Procédure contentieuse antérieure :



M. C... B... et Mme A... D... ont demandé au tribunal administratif de Toulouse d'annuler l'arrêté n° PC 082 134 22 N0021 du 22 mars 2023 par lequel le maire de Nègrepelisse a délivré au groupement agricole d'exploitation en commun (GAEC) Raujol Frères un permis de construire pour la réalisation de deux serres agricoles et d'un hangar de stockage avec panneaux photovoltaïques en toitures de ces constructions sur un terrain situé au lieu-dit Barrayrous, ainsi que la décision

du maire du 28 juin 2023 rejetant leur recours gracieux.



Par une ordonnanc...

Vu la procédure suivante :

Procédure contentieuse antérieure :

M. C... B... et Mme A... D... ont demandé au tribunal administratif de Toulouse d'annuler l'arrêté n° PC 082 134 22 N0021 du 22 mars 2023 par lequel le maire de Nègrepelisse a délivré au groupement agricole d'exploitation en commun (GAEC) Raujol Frères un permis de construire pour la réalisation de deux serres agricoles et d'un hangar de stockage avec panneaux photovoltaïques en toitures de ces constructions sur un terrain situé au lieu-dit Barrayrous, ainsi que la décision du maire du 28 juin 2023 rejetant leur recours gracieux.

Par une ordonnance du 28 juin 2024, la présidente de la 6ème chambre du tribunal administratif de Toulouse a rejeté leur demande.

Procédure devant la cour :

Par une requête et des mémoires, enregistrée le 22 août 2024, le 2 décembre 2024 et les 14 et 23 janvier 2025, M. B... et Mme D..., représentés par Me Dalbin, demandent à la cour :

1°) d'annuler l'ordonnance du 28 juin 2024 ;

2°) d'annuler l'arrêté du 22 mars 2023 du maire de Nègrepelisse ainsi que la décision de rejet de recours gracieux du 28 juin 2023 ;

3°) de mettre à la charge solidaire de la commune de Nègrepelisse et du GAEC Raujol Frères la somme de 3 000 euros sur le fondement de l'article L. 761-1 du code de justice administrative.

- [Consigne A] Renvoie mot pour mot le passage de l'extrait qui va de « Par une requête » jusqu'à « de justice administrative. ».
- [Consigne B] Relève dans l'extrait toutes les dates auxquelles la requête et les mémoires ont été enregistrés devant la cour.

- [Entrées de données]
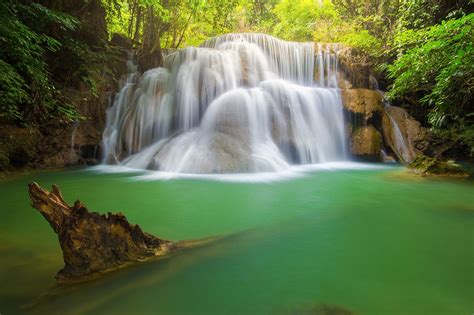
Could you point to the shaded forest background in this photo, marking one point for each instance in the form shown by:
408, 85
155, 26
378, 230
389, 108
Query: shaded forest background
421, 50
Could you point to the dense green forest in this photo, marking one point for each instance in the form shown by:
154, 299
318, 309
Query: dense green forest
421, 51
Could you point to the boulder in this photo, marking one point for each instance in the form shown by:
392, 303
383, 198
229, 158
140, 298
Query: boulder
18, 146
432, 166
366, 143
355, 69
362, 101
403, 134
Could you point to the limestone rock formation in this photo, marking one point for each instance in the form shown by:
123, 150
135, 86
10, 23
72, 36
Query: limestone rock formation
362, 101
432, 166
355, 69
403, 134
366, 143
93, 243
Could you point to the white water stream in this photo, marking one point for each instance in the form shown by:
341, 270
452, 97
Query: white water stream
239, 103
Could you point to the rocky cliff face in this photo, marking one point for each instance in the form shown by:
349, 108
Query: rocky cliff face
403, 134
368, 119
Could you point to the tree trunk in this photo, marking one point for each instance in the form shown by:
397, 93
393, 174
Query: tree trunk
93, 243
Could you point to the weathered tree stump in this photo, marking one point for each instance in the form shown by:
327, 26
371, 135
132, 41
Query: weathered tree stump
94, 243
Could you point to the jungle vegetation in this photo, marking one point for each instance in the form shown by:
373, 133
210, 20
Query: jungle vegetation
422, 50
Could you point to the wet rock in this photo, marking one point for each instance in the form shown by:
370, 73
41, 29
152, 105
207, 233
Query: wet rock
355, 69
93, 243
366, 143
4, 160
403, 134
432, 166
362, 101
18, 146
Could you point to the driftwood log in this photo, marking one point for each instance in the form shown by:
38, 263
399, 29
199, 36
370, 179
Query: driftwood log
94, 243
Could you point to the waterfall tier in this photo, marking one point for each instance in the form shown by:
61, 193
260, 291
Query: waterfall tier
238, 103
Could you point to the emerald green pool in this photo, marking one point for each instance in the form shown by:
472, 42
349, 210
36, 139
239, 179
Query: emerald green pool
372, 241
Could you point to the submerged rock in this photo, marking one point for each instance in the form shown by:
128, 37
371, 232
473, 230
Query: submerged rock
433, 166
403, 134
366, 143
93, 243
321, 309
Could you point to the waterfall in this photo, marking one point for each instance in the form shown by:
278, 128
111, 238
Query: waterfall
238, 103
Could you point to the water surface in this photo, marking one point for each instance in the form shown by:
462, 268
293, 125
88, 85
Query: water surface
372, 241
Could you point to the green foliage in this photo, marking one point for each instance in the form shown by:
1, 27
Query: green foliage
438, 63
25, 87
299, 19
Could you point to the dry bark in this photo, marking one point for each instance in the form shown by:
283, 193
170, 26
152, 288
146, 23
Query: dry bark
94, 243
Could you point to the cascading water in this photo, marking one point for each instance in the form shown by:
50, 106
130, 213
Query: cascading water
239, 103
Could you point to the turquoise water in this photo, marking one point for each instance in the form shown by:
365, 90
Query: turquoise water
372, 241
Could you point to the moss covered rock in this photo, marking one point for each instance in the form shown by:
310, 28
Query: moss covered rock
362, 101
4, 160
366, 143
18, 146
432, 166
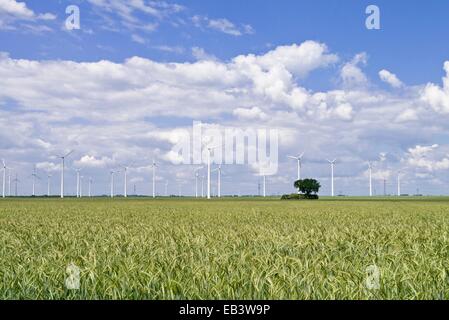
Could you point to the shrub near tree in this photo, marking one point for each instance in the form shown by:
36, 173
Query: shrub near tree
308, 189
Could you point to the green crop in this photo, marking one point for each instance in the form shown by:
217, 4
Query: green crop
224, 249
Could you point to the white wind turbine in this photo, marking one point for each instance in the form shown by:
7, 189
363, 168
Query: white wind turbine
202, 186
48, 184
4, 178
218, 170
81, 186
16, 181
90, 187
125, 191
299, 162
153, 166
62, 171
264, 185
112, 172
197, 174
370, 168
332, 163
35, 176
209, 152
78, 183
9, 182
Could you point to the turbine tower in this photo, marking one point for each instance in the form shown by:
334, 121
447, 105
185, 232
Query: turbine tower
81, 186
299, 161
202, 186
9, 182
125, 187
78, 183
90, 187
34, 175
62, 171
196, 180
154, 165
209, 152
16, 180
332, 163
4, 178
112, 182
370, 168
218, 180
264, 186
48, 184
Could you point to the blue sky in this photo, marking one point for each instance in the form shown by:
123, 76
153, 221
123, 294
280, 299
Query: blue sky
349, 110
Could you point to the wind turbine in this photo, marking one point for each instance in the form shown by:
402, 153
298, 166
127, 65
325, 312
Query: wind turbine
218, 181
332, 175
202, 186
90, 187
370, 167
9, 182
78, 183
299, 161
264, 185
48, 184
209, 151
16, 180
4, 178
154, 165
34, 175
81, 186
125, 191
112, 182
62, 171
196, 180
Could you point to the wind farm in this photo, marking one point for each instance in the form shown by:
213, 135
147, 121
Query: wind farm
209, 150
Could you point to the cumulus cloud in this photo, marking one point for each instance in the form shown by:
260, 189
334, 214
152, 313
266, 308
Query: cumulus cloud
201, 54
438, 97
351, 72
222, 25
390, 78
88, 161
250, 114
140, 108
427, 158
12, 11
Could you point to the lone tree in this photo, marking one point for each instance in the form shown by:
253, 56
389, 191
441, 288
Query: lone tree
308, 186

- [Résultat A]
Par une requête et des mémoires, enregistrée le 22 août 2024, le 2 décembre 2024 et les 14 et 23 janvier 2025, M. B... et Mme D..., représentés par Me Dalbin, demandent à la cour :

1°) d'annuler l'ordonnance du 28 juin 2024 ;

2°) d'annuler l'arrêté du 22 mars 2023 du maire de Nègrepelisse ainsi que la décision de rejet de recours gracieux du 28 juin 2023 ;

3°) de mettre à la charge solidaire de la commune de Nègrepelisse et du GAEC Raujol Frères la somme de 3 000 euros sur le fondement de l'article L. 761-1 du code de justice administrative.

- [Résultat B]
- 22 août 2024
- 2 décembre 2024
- 14 janvier 2025
- 23 janvier 2025